_Directions_. Reproduce, character for character, every line from the one containing "Identify one point on each instance of the wall-mounted" through the last line of the entries, inclusive.

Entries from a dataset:
--*--

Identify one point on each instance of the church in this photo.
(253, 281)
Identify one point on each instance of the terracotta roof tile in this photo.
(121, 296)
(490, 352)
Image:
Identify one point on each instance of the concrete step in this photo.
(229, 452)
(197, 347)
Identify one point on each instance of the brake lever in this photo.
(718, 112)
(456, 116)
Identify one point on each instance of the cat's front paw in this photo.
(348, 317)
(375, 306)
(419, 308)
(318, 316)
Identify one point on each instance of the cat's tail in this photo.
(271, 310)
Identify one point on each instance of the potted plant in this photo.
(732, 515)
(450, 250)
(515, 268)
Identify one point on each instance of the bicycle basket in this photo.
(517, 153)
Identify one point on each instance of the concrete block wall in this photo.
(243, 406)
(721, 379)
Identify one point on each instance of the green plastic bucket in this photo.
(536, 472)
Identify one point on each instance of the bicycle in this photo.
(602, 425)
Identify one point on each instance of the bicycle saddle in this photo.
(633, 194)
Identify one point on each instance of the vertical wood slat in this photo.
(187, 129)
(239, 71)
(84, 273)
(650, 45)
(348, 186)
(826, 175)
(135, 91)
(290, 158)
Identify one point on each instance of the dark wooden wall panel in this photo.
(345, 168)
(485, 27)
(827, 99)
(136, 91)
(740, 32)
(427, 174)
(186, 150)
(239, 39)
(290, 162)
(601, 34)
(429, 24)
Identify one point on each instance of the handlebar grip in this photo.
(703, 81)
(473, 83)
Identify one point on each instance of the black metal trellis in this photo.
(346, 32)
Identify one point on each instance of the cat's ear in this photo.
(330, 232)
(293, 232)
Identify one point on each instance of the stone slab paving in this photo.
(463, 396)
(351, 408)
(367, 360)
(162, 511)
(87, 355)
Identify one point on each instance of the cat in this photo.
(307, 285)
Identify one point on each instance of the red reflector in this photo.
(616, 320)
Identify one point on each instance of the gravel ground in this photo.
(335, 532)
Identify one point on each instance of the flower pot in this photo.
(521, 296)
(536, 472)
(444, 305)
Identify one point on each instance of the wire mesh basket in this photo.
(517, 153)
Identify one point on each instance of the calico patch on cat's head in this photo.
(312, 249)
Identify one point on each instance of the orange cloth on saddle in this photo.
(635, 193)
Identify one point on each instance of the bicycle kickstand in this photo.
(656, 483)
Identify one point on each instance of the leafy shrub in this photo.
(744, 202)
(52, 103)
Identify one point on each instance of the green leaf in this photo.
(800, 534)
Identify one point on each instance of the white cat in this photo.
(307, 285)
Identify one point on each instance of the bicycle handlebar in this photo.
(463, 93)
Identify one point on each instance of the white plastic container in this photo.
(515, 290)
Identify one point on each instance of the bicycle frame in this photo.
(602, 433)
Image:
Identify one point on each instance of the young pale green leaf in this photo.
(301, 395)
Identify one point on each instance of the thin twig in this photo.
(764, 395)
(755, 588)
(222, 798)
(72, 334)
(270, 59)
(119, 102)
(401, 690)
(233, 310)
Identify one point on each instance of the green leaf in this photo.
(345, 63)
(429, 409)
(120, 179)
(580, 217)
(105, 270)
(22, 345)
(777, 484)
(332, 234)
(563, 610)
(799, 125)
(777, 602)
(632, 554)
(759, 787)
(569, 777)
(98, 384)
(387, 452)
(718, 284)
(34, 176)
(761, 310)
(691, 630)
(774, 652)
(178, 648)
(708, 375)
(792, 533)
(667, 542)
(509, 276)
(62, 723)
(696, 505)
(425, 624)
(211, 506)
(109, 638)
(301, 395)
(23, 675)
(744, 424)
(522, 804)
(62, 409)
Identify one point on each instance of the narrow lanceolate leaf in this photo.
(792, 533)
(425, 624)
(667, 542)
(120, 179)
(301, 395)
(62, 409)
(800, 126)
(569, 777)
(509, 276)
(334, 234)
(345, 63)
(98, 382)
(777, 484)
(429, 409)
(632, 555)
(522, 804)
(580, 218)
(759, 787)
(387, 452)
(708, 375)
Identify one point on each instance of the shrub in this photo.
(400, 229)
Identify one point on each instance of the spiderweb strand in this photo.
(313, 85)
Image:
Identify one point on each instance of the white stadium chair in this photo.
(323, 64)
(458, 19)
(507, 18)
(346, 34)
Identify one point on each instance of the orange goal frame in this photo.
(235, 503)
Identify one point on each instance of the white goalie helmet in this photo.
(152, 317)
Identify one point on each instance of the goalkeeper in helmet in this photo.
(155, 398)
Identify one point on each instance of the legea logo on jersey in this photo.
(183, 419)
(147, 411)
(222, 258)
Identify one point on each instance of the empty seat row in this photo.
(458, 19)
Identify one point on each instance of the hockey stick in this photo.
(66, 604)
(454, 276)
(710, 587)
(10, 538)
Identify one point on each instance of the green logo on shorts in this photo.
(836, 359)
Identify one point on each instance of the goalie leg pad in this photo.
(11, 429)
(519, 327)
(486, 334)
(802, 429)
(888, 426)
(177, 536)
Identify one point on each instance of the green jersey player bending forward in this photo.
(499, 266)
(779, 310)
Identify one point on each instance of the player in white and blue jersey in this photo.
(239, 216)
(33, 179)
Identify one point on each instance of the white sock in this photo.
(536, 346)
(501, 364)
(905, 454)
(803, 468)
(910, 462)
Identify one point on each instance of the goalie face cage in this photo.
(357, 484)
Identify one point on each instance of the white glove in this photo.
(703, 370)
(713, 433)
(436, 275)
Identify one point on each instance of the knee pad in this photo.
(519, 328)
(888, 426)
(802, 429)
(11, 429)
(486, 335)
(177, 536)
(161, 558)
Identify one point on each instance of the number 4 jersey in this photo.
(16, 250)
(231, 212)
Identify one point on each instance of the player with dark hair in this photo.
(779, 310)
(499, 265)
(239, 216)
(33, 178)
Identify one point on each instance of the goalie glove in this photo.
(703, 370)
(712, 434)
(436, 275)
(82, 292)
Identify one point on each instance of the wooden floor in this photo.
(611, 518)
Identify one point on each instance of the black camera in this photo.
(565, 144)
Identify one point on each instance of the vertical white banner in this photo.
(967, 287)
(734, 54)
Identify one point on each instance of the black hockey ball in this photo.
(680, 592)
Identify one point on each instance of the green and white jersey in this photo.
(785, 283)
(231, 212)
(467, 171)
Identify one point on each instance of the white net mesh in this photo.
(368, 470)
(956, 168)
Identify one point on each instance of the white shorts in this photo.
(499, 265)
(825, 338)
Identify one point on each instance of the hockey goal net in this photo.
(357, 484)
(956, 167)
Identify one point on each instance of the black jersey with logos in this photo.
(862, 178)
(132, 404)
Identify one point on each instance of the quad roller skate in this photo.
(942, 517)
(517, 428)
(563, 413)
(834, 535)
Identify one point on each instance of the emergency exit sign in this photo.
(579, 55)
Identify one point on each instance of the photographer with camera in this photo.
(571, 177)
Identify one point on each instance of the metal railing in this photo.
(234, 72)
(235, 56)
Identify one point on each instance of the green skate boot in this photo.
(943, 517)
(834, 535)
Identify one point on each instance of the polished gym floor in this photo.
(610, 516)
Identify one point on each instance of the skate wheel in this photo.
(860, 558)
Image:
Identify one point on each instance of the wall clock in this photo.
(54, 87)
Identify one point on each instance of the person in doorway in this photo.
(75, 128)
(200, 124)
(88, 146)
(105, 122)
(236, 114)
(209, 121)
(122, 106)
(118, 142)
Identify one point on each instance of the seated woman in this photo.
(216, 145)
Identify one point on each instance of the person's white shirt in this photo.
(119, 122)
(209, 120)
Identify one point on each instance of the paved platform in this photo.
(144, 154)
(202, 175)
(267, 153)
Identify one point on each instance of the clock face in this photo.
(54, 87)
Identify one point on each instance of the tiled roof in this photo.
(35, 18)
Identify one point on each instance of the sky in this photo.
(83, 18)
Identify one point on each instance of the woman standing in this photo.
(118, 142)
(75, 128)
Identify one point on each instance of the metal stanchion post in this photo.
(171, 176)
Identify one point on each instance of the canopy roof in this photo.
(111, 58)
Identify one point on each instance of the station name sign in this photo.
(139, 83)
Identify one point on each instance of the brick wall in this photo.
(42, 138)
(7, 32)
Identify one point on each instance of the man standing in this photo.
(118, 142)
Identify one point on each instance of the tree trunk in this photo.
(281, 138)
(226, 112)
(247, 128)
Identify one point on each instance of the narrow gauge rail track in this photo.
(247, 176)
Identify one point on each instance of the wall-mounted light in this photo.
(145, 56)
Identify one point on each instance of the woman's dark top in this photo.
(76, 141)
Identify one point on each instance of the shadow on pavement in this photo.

--*--

_Task answer_.
Identify one point on each instance of the wall-mounted light in this photo.
(145, 56)
Identify one point on each instance of the woman's dark top in this photo.
(76, 141)
Identify one point on each instance of the shadow on pavement in this photo.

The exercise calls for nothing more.